■ Conjunto de tarefas
A – Em que década começa a história investigada por Lorna Roth, segundo o texto sobre a fotografia e os tons de pele?
B – Atualize o texto sobre a fotografia e os tons de pele, reescrevendo tudo desde "A questão foi" até "Reprodução/Eastman Kodak Company)" com "sábado" substituído por "domingo".

■ Texto fornecido
====

Pessoas de diferentes tons de pele nem sempre conseguiram sair bem em fotos. E a razão disso é relacionada à própria fabricação de câmeras e materiais utilizados para revelar as fotos: a tecnologia fotográfica, feita por pessoas brancas e voltada para pessoas brancas, passou décadas sem se preocupar como os tons de pele mais escuros eram retratados.

A questão foi explorada pela socióloga canadense Lorna Roth, que investigou a história da fotografia para mostrar como a tecnologia prejudicou a representação de pessoas cujo tom de pele não fosse claro. Lorna detalhou a pesquisa na décima edição da Revista Zum, publicação especializada em fotografia do Instituto Moreira Salles, lançada no sábado (9).

“Isto aconteceu principalmente porque aquelas pessoas nos Estados Unidos que tinham dinheiro para investir na fotografia e tirar um monte de fotos tinham pele clara”, disse ela em entrevista ao Nexo.

Mulheres de pele clara eram a referência de cor

Os parâmetros utilizados nos laboratórios da Kodak para determinar calibragem das cores nas fotografias eram cartões que sempre exibiam uma mulher de pele cara (Foto: Reprodução/Eastman Kodak Company)

A história investigada por Lorna começa nos anos 1940. No tempo da fotografia analógica em cores, o processo químico da revelação transformava em imagem visível a imagem latente no filme. Na impressão, as cores e quantidade de luz precisavam ser ajustadas. O parâmetro utilizado nos laboratórios da Kodak para determinar a exposição, a densidade e a calibragem dos tons de pele das fotografias que seriam impressas tinha a ver com as diretrizes de um cartão referência que ficou conhecido como cartão Shirley.

As Shirleys eram mulheres de pele clara que correspondiam ao padrão de beleza eurocêntrico, vestiam roupas de cores contrastantes e muitas vezes eram acompanhadas da palavra “NORMAL”.

Pouco conhecidas pelo grande público por pertencerem ao universo técnico dos laboratórios, o padrão restrito das Shirleys tornava a diversidade de tons de pele um fator crítico na hora de reproduzir com precisão a aparência das pessoas. Syreeta McFadden, fotógrafa de origem afro-americana citada por Lorna, relatou a insatisfação sentida por ela e sua família ao se verem em fotos –  ela afirmava não conseguir ver o próprio rosto, nem se reconhecer na imagem.

====

■ Conjunto de dados

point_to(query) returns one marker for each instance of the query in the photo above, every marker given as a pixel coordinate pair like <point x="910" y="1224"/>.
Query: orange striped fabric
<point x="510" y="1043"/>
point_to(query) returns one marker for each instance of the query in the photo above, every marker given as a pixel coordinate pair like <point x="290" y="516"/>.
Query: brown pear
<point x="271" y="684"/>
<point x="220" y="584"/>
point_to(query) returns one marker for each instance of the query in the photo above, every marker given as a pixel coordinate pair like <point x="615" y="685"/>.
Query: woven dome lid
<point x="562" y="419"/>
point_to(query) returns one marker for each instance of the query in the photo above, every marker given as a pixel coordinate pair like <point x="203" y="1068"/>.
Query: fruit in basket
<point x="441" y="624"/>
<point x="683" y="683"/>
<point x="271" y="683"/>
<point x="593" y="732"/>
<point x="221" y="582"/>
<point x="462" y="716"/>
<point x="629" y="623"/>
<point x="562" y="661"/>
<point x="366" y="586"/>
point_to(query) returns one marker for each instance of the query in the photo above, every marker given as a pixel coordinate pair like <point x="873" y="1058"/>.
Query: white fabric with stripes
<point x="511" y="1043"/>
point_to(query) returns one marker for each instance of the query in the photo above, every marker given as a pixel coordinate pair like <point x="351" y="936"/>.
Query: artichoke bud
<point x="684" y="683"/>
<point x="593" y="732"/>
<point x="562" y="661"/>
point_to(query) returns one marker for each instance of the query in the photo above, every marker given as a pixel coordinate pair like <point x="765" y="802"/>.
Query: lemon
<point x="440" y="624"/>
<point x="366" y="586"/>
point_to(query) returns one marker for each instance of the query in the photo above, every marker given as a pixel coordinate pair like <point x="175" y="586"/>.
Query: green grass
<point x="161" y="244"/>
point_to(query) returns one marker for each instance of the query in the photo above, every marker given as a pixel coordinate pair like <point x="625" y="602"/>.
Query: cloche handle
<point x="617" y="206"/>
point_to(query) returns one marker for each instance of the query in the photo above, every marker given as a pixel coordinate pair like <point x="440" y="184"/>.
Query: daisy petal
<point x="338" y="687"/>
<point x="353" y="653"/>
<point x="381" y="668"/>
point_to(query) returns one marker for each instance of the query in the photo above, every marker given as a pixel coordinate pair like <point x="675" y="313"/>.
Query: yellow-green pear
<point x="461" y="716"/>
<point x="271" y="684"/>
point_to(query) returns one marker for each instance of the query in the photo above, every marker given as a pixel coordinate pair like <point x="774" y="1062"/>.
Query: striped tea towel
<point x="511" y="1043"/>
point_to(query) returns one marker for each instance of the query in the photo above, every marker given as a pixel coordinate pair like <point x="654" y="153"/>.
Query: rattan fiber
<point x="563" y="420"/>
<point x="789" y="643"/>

====

■ Resultados das tarefas
A – Nos anos 1940.

B –
A questão foi explorada pela socióloga canadense Lorna Roth, que investigou a história da fotografia para mostrar como a tecnologia prejudicou a representação de pessoas cujo tom de pele não fosse claro. Lorna detalhou a pesquisa na décima edição da Revista Zum, publicação especializada em fotografia do Instituto Moreira Salles, lançada no domingo (9).

“Isto aconteceu principalmente porque aquelas pessoas nos Estados Unidos que tinham dinheiro para investir na fotografia e tirar um monte de fotos tinham pele clara”, disse ela em entrevista ao Nexo.

Mulheres de pele clara eram a referência de cor

Os parâmetros utilizados nos laboratórios da Kodak para determinar calibragem das cores nas fotografias eram cartões que sempre exibiam uma mulher de pele cara (Foto: Reprodução/Eastman Kodak Company)